__TASK GOAL__:
Rewrite the items starting at the line containing "Round 1: Name the bounding box of the light hardwood" and ending at the line containing "[383,133,500,184]", swapping "baseboard" for "skirting board" and leaving everything else unchanged.

[Begin PROVIDED MATERIAL]

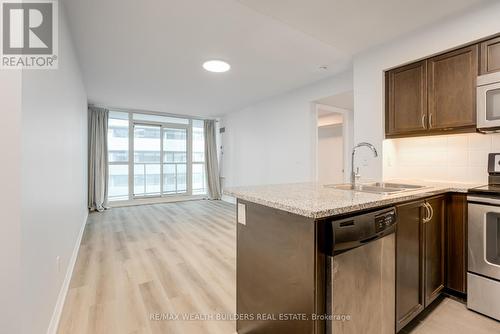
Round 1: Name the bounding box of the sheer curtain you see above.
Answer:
[88,106,109,211]
[204,120,222,199]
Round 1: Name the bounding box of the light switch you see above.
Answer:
[238,203,247,225]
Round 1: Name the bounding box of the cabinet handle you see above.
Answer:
[427,203,434,221]
[422,203,431,224]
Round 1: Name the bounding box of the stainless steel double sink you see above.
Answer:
[325,182,425,195]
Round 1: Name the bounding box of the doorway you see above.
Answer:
[315,92,353,184]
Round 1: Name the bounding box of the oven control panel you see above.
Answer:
[488,153,500,175]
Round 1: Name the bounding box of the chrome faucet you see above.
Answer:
[351,142,378,189]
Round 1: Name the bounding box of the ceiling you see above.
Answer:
[238,0,488,55]
[65,0,490,117]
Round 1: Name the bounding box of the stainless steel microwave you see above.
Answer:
[477,72,500,132]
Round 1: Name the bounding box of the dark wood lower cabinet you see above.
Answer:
[446,194,467,294]
[424,196,446,306]
[396,195,446,331]
[396,201,425,331]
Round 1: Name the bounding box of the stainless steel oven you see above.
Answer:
[477,72,500,132]
[467,195,500,320]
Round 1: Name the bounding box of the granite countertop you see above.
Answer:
[224,180,479,218]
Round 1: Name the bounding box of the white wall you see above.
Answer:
[18,4,87,333]
[353,2,500,181]
[0,70,21,333]
[384,133,500,184]
[318,123,344,184]
[221,72,352,187]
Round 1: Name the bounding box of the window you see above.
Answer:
[163,128,188,194]
[108,112,129,201]
[192,120,207,194]
[108,111,206,201]
[134,124,161,197]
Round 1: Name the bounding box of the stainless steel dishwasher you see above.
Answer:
[326,208,396,334]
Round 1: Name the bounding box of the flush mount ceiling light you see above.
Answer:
[203,60,231,73]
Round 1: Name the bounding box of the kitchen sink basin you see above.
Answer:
[325,182,425,195]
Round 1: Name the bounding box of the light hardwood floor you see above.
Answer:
[58,201,500,334]
[400,297,500,334]
[58,201,236,334]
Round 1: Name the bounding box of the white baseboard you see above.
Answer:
[221,195,236,204]
[47,213,88,334]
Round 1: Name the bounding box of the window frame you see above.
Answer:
[108,108,207,203]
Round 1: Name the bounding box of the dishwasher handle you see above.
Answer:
[332,208,396,256]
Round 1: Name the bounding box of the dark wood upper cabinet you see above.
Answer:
[396,201,425,331]
[446,194,467,294]
[480,37,500,74]
[385,40,482,138]
[424,196,446,306]
[386,61,427,135]
[428,45,478,130]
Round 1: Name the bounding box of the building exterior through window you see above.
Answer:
[108,111,207,201]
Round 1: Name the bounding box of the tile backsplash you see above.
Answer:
[383,133,500,184]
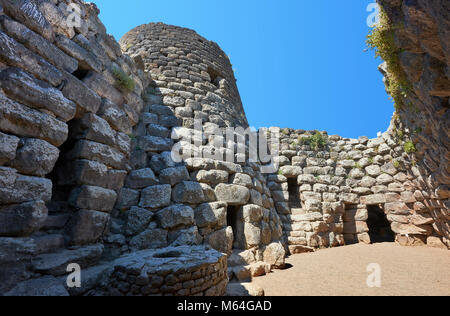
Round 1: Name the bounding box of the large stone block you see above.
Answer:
[137,136,173,152]
[0,167,52,204]
[130,229,168,250]
[71,113,116,146]
[159,166,190,186]
[0,16,78,73]
[263,243,286,269]
[58,159,127,190]
[0,201,48,237]
[156,204,194,229]
[4,276,69,297]
[31,243,103,276]
[116,188,141,210]
[11,138,59,176]
[66,210,110,245]
[0,31,64,87]
[125,207,153,236]
[139,184,172,209]
[67,140,128,170]
[361,194,386,205]
[69,185,117,212]
[172,181,208,204]
[97,99,132,134]
[194,202,227,228]
[2,0,54,42]
[0,68,76,122]
[206,227,234,255]
[55,34,103,73]
[61,73,102,116]
[195,170,228,185]
[125,168,158,189]
[391,222,433,236]
[215,184,250,205]
[0,133,20,165]
[0,93,68,147]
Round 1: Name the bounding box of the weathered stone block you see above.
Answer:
[125,168,158,189]
[137,136,173,152]
[130,229,168,250]
[32,243,103,276]
[215,184,250,205]
[0,201,48,237]
[69,185,117,212]
[159,166,190,186]
[11,138,59,176]
[0,68,76,122]
[0,93,68,147]
[68,140,127,170]
[66,210,110,245]
[0,31,64,87]
[139,184,172,209]
[361,194,386,205]
[126,207,153,236]
[195,170,228,185]
[0,133,20,165]
[0,167,52,204]
[172,181,207,204]
[194,202,227,228]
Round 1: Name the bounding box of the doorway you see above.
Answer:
[367,205,395,244]
[288,178,302,209]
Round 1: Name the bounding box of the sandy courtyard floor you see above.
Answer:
[252,243,450,296]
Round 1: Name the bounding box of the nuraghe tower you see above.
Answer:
[0,0,450,296]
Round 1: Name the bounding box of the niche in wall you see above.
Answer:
[367,205,395,243]
[288,178,302,208]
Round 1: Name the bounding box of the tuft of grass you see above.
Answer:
[366,5,412,110]
[403,140,417,154]
[392,160,400,169]
[300,132,328,151]
[111,67,136,92]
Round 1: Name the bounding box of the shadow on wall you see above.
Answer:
[367,205,395,244]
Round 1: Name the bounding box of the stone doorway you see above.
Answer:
[227,205,246,249]
[288,178,302,209]
[367,205,395,244]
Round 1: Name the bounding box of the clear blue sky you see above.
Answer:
[93,0,394,137]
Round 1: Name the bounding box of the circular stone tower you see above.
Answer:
[120,23,248,128]
[117,23,285,278]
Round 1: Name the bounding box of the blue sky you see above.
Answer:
[93,0,394,137]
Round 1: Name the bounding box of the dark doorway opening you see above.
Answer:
[227,205,245,249]
[288,178,302,208]
[367,205,395,243]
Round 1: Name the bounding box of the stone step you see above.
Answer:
[31,244,104,276]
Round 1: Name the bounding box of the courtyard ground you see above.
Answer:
[252,243,450,296]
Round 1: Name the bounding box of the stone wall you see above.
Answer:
[268,127,448,253]
[118,23,285,277]
[0,0,450,295]
[378,0,450,246]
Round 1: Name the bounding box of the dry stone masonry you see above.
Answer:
[0,0,450,296]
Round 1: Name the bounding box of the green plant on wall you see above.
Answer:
[367,5,412,110]
[403,140,417,154]
[300,131,328,151]
[111,67,136,92]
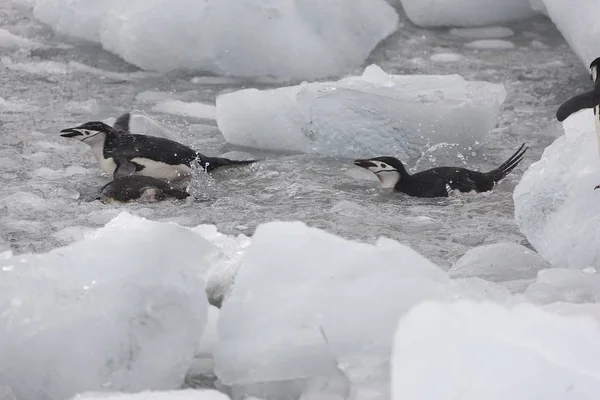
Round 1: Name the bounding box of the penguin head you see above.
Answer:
[590,57,600,82]
[60,121,113,142]
[354,157,408,188]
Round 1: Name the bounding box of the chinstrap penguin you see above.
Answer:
[556,57,600,122]
[60,113,258,183]
[354,144,527,197]
[96,175,190,203]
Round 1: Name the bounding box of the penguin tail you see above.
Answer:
[164,189,190,200]
[197,153,260,172]
[487,143,528,183]
[556,90,600,122]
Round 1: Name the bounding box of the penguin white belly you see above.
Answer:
[98,157,117,174]
[91,145,117,174]
[131,157,192,181]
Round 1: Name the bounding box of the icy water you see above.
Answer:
[0,1,589,267]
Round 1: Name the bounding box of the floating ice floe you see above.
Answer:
[217,65,506,161]
[214,222,508,399]
[71,389,229,400]
[448,243,551,292]
[401,0,536,27]
[524,268,600,304]
[152,100,216,119]
[450,26,515,39]
[538,0,600,68]
[0,214,218,400]
[103,112,182,142]
[0,57,152,81]
[465,39,515,50]
[513,110,600,269]
[33,0,398,80]
[0,28,41,50]
[392,301,600,400]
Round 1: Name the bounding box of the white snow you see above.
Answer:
[0,57,150,81]
[448,243,551,291]
[544,0,600,69]
[430,53,465,63]
[0,214,218,400]
[392,301,600,400]
[529,0,548,15]
[0,97,39,113]
[450,26,515,39]
[525,268,600,304]
[216,65,506,160]
[465,39,515,50]
[103,110,183,142]
[513,110,600,269]
[34,0,398,80]
[214,222,508,399]
[401,0,536,27]
[71,389,229,400]
[152,100,217,119]
[193,225,251,306]
[0,28,41,50]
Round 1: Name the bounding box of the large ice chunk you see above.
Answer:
[217,65,506,160]
[0,214,219,400]
[525,268,600,304]
[71,389,229,400]
[513,110,600,269]
[34,0,398,80]
[540,0,600,68]
[392,301,600,400]
[448,243,550,292]
[215,222,506,400]
[401,0,536,26]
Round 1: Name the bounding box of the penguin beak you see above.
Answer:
[60,128,83,137]
[354,160,377,169]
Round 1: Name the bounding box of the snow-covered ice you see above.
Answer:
[217,65,506,161]
[70,389,229,400]
[0,28,41,50]
[193,225,251,307]
[525,268,600,304]
[529,0,548,15]
[392,301,600,400]
[513,110,600,269]
[429,53,465,62]
[34,0,398,80]
[152,100,216,119]
[401,0,536,27]
[103,110,182,142]
[448,243,551,291]
[215,222,508,399]
[0,97,38,113]
[465,39,515,50]
[0,213,218,400]
[450,26,515,39]
[544,0,600,68]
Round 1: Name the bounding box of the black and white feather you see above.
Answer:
[61,113,257,182]
[354,144,527,197]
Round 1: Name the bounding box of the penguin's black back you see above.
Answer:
[395,167,488,197]
[103,132,198,166]
[100,175,189,202]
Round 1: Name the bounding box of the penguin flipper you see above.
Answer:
[113,113,131,132]
[113,160,137,179]
[556,90,600,122]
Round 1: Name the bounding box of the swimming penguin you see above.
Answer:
[556,57,600,122]
[96,175,190,203]
[60,113,258,183]
[354,143,527,197]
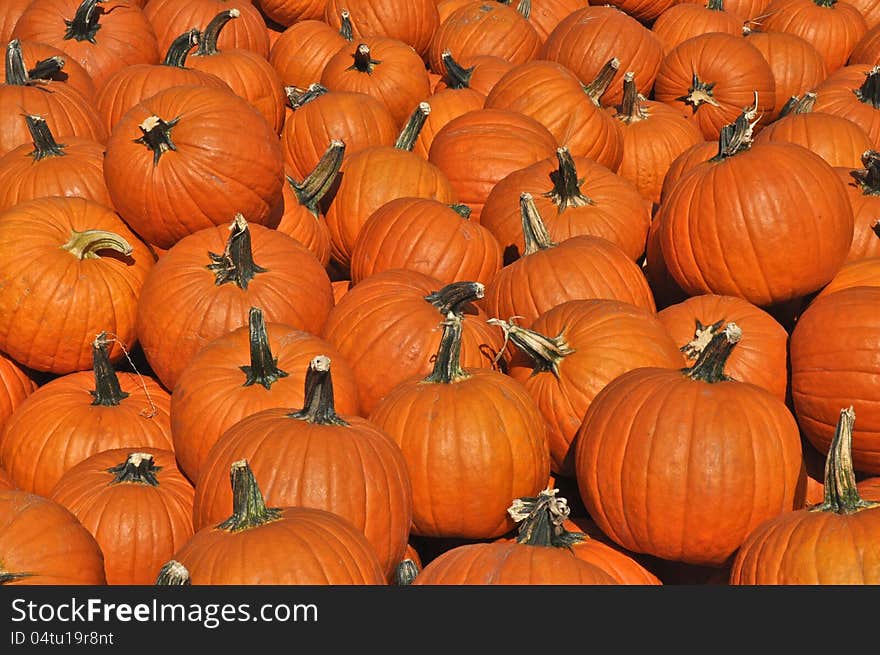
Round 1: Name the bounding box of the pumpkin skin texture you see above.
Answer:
[49,448,194,585]
[790,286,880,474]
[321,269,502,416]
[0,196,153,374]
[0,337,173,497]
[171,307,360,482]
[575,324,803,567]
[137,220,333,389]
[491,300,685,477]
[0,490,107,585]
[104,86,284,248]
[657,294,788,401]
[174,461,386,585]
[193,355,412,578]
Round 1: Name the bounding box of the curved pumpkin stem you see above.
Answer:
[24,114,66,161]
[196,9,241,57]
[241,307,288,389]
[288,355,348,425]
[682,323,742,384]
[486,318,577,380]
[285,139,345,216]
[507,489,587,548]
[217,459,281,532]
[107,453,162,487]
[809,406,880,514]
[206,214,266,291]
[64,0,104,43]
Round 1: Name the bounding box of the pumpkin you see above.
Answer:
[137,214,333,389]
[730,407,880,585]
[49,448,194,585]
[790,286,880,474]
[104,86,284,248]
[171,307,360,483]
[0,196,153,374]
[0,114,113,211]
[369,313,550,539]
[0,333,173,496]
[489,300,685,477]
[0,490,107,585]
[483,192,656,327]
[351,197,502,285]
[574,323,803,567]
[12,0,161,90]
[167,460,386,585]
[193,355,413,578]
[412,490,621,585]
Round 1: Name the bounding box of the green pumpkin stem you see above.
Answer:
[162,27,201,68]
[581,57,620,107]
[424,314,470,384]
[107,453,162,487]
[217,459,281,532]
[682,323,742,384]
[196,9,241,57]
[239,307,288,389]
[287,355,348,425]
[487,318,577,379]
[809,406,880,514]
[507,489,587,548]
[425,282,486,316]
[519,191,556,256]
[206,214,266,291]
[541,146,596,214]
[64,0,104,43]
[24,114,65,161]
[156,559,192,586]
[394,102,431,152]
[89,332,129,407]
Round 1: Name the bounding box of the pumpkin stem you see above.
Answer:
[61,230,134,260]
[541,146,596,214]
[809,406,880,514]
[134,114,180,166]
[196,9,241,57]
[285,139,345,216]
[89,332,129,407]
[156,559,192,586]
[346,43,382,75]
[849,150,880,196]
[24,114,66,161]
[581,57,620,106]
[440,49,476,89]
[614,71,648,125]
[519,191,556,255]
[423,314,470,384]
[425,282,486,316]
[394,102,431,152]
[64,0,104,43]
[206,213,266,291]
[216,459,281,532]
[507,489,587,548]
[107,453,162,487]
[681,323,742,384]
[487,317,577,380]
[162,27,201,68]
[239,307,288,389]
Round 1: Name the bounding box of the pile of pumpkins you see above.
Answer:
[0,0,880,585]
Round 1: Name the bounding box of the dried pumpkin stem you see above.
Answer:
[288,355,348,425]
[107,453,162,487]
[217,459,281,532]
[206,214,266,291]
[89,332,129,407]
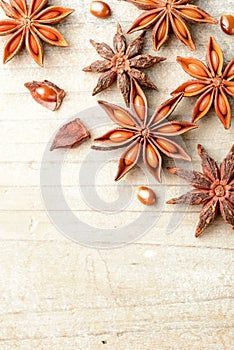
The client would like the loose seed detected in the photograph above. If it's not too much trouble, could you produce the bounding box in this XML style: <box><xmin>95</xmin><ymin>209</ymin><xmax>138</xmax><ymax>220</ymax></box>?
<box><xmin>137</xmin><ymin>186</ymin><xmax>156</xmax><ymax>206</ymax></box>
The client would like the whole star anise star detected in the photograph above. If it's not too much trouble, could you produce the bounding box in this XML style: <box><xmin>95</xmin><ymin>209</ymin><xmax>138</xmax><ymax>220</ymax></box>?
<box><xmin>123</xmin><ymin>0</ymin><xmax>218</xmax><ymax>51</ymax></box>
<box><xmin>171</xmin><ymin>37</ymin><xmax>234</xmax><ymax>129</ymax></box>
<box><xmin>167</xmin><ymin>145</ymin><xmax>234</xmax><ymax>237</ymax></box>
<box><xmin>83</xmin><ymin>24</ymin><xmax>166</xmax><ymax>104</ymax></box>
<box><xmin>0</xmin><ymin>0</ymin><xmax>74</xmax><ymax>65</ymax></box>
<box><xmin>92</xmin><ymin>79</ymin><xmax>197</xmax><ymax>182</ymax></box>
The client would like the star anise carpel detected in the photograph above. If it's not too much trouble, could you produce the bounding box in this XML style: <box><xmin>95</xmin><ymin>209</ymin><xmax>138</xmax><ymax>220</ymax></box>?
<box><xmin>123</xmin><ymin>0</ymin><xmax>218</xmax><ymax>51</ymax></box>
<box><xmin>172</xmin><ymin>37</ymin><xmax>234</xmax><ymax>129</ymax></box>
<box><xmin>83</xmin><ymin>24</ymin><xmax>165</xmax><ymax>104</ymax></box>
<box><xmin>0</xmin><ymin>0</ymin><xmax>74</xmax><ymax>66</ymax></box>
<box><xmin>92</xmin><ymin>79</ymin><xmax>197</xmax><ymax>182</ymax></box>
<box><xmin>167</xmin><ymin>145</ymin><xmax>234</xmax><ymax>237</ymax></box>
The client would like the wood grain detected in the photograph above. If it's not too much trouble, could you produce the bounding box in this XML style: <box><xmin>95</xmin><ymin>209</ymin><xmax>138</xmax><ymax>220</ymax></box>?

[End PROVIDED MATERIAL]

__REPLY TO THE EXERCISE__:
Round 1: Name the bounding box of the light hardwood floor you see above.
Answer:
[58,201,500,334]
[400,297,500,334]
[58,201,236,334]
Round 1: Name the bounding box of the white skirting board you see above.
Answer:
[221,195,236,204]
[47,213,88,334]
Round 1: Name the bounding box of the window frame you see above.
Answer:
[108,108,207,203]
Round 1: Name the bounding box of the dishwasher handle you see above.
Answer:
[332,208,396,256]
Round 1: Name the bounding box of the dark wood upper cabinet you see above.
Answer:
[396,201,425,331]
[446,194,467,294]
[480,37,500,74]
[385,40,482,138]
[424,196,446,306]
[386,61,427,135]
[428,45,478,130]
Round 1: Name the bounding box of the building exterior through window you see above.
Answer:
[108,111,207,201]
Round 1: Name the bounding box of the tile backsplash you see above.
Answer:
[383,133,500,184]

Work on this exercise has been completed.